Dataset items

----

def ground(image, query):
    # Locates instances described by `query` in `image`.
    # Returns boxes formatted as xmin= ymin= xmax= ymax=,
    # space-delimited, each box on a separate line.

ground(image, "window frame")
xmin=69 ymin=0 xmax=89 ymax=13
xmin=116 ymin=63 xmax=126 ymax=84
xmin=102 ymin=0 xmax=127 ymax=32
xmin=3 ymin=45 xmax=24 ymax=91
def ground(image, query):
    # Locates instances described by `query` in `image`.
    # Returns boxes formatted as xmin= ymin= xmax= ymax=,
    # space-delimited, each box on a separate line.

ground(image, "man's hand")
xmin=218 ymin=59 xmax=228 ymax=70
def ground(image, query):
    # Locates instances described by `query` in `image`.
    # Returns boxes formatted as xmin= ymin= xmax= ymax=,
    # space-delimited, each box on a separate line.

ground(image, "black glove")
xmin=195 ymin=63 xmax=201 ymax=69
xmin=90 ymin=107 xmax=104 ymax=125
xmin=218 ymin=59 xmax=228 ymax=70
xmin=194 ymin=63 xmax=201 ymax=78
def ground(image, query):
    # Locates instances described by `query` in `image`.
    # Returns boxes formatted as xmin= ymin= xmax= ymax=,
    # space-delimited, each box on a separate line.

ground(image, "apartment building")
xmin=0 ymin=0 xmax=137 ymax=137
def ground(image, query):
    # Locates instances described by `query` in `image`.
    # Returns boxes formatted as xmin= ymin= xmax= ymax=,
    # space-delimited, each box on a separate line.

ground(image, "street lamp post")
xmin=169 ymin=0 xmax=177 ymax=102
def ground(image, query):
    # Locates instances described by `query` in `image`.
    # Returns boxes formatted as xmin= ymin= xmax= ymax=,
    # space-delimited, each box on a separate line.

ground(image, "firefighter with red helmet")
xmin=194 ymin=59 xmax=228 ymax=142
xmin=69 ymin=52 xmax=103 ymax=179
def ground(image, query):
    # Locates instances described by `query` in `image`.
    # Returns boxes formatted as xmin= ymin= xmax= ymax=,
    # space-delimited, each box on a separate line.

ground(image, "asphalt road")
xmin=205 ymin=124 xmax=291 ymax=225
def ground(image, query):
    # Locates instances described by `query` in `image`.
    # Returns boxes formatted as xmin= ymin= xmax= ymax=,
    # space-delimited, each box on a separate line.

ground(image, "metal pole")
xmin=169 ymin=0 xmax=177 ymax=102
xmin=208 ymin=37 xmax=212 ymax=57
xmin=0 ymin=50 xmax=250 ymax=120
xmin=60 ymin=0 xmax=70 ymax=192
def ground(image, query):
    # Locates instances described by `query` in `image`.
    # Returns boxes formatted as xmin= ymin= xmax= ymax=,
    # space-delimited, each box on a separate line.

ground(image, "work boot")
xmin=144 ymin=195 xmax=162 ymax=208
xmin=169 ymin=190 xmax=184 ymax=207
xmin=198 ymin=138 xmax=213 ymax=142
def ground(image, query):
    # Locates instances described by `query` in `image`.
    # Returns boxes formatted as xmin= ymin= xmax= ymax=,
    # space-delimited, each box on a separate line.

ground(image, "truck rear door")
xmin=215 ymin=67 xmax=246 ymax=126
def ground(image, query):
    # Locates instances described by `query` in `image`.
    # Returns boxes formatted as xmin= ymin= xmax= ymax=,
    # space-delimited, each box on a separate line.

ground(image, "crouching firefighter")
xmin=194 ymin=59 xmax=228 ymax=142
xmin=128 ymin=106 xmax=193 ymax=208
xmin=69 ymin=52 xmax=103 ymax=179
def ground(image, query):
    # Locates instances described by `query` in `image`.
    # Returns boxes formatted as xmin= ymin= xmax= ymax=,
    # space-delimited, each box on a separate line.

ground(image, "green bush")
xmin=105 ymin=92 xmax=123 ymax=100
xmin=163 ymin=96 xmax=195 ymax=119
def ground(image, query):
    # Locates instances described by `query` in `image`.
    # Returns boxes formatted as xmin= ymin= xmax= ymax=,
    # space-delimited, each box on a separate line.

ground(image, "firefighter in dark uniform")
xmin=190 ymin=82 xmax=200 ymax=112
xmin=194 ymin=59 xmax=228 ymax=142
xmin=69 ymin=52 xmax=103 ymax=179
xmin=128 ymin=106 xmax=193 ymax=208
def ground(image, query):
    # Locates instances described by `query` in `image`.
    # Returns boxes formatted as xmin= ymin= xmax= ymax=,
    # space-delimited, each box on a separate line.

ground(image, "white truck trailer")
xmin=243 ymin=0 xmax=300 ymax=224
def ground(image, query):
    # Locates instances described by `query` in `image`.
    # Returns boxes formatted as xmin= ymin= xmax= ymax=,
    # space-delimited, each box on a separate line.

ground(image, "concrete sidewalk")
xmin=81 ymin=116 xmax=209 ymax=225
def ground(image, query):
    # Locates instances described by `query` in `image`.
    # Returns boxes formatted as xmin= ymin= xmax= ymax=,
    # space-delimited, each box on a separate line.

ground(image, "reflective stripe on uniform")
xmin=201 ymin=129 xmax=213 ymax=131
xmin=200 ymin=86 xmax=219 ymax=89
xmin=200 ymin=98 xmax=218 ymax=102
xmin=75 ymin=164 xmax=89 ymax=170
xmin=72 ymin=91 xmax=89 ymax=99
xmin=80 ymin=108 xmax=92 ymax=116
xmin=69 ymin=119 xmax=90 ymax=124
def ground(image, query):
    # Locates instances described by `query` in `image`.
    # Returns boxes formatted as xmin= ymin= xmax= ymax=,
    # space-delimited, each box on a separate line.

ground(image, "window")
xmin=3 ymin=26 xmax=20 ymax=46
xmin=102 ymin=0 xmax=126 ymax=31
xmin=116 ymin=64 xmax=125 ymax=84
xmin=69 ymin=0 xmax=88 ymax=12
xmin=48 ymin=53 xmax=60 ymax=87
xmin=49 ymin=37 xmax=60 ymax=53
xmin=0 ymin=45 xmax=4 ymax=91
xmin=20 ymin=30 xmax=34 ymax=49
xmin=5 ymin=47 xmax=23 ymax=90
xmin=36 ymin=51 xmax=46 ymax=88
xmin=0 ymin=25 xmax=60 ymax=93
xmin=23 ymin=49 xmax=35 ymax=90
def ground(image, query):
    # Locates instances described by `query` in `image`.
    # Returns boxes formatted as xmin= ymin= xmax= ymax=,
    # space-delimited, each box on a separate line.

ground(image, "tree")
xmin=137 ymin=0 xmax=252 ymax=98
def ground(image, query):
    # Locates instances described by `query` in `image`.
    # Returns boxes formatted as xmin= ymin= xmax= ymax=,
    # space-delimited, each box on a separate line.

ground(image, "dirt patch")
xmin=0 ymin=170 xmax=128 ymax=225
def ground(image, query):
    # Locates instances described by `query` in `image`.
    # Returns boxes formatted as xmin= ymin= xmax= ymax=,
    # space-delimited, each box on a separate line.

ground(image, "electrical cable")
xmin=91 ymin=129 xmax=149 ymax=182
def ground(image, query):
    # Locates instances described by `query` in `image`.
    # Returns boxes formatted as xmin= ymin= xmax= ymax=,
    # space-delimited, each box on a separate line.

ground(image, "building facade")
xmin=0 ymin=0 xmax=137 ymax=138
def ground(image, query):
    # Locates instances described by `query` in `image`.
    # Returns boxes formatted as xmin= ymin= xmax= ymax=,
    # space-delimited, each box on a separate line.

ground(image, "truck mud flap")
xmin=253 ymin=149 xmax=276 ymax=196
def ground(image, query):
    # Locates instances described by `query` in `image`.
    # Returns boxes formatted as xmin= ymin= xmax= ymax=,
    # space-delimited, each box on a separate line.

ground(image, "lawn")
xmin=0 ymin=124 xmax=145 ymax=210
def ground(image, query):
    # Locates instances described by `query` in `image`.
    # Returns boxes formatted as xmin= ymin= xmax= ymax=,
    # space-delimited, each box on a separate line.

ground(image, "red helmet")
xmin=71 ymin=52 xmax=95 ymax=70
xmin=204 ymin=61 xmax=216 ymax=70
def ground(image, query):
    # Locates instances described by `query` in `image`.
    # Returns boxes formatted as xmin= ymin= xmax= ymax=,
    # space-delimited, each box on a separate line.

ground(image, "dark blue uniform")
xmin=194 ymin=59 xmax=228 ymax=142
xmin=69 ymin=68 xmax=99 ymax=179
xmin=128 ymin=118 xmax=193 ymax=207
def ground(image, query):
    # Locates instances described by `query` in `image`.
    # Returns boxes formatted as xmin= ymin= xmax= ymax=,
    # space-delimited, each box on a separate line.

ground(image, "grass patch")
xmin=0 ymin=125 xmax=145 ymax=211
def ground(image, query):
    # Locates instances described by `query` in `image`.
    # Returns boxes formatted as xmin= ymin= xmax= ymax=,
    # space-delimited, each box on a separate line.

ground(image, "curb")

----

# TASK DETAILS:
Starting at the top of the records and stopping after the line that has "xmin=194 ymin=63 xmax=201 ymax=78", write those lines out again with "separate line" swapped for "line of its own" and nothing else changed.

# RESPONSE BELOW:
def ground(image, query):
    # Locates instances described by `query` in `image`.
    # Returns boxes formatted as xmin= ymin= xmax= ymax=,
    # space-delimited, each box on a line of its own.

ground(image, "window frame")
xmin=69 ymin=0 xmax=89 ymax=13
xmin=116 ymin=63 xmax=126 ymax=84
xmin=102 ymin=0 xmax=127 ymax=32
xmin=3 ymin=45 xmax=24 ymax=91
def ground(image, query):
    # Locates instances described by `query` in `image`.
    # Returns boxes formatted as xmin= ymin= xmax= ymax=,
    # space-delimited, each box on a line of its own.

ground(image, "man's hand")
xmin=218 ymin=59 xmax=228 ymax=70
def ground(image, query):
    # Locates instances described by `query` in `image`.
    # Returns boxes formatted as xmin= ymin= xmax= ymax=,
    # space-delimited, each box on a line of its own.

ground(image, "black glove")
xmin=195 ymin=63 xmax=201 ymax=69
xmin=90 ymin=107 xmax=104 ymax=125
xmin=218 ymin=59 xmax=228 ymax=70
xmin=194 ymin=63 xmax=201 ymax=78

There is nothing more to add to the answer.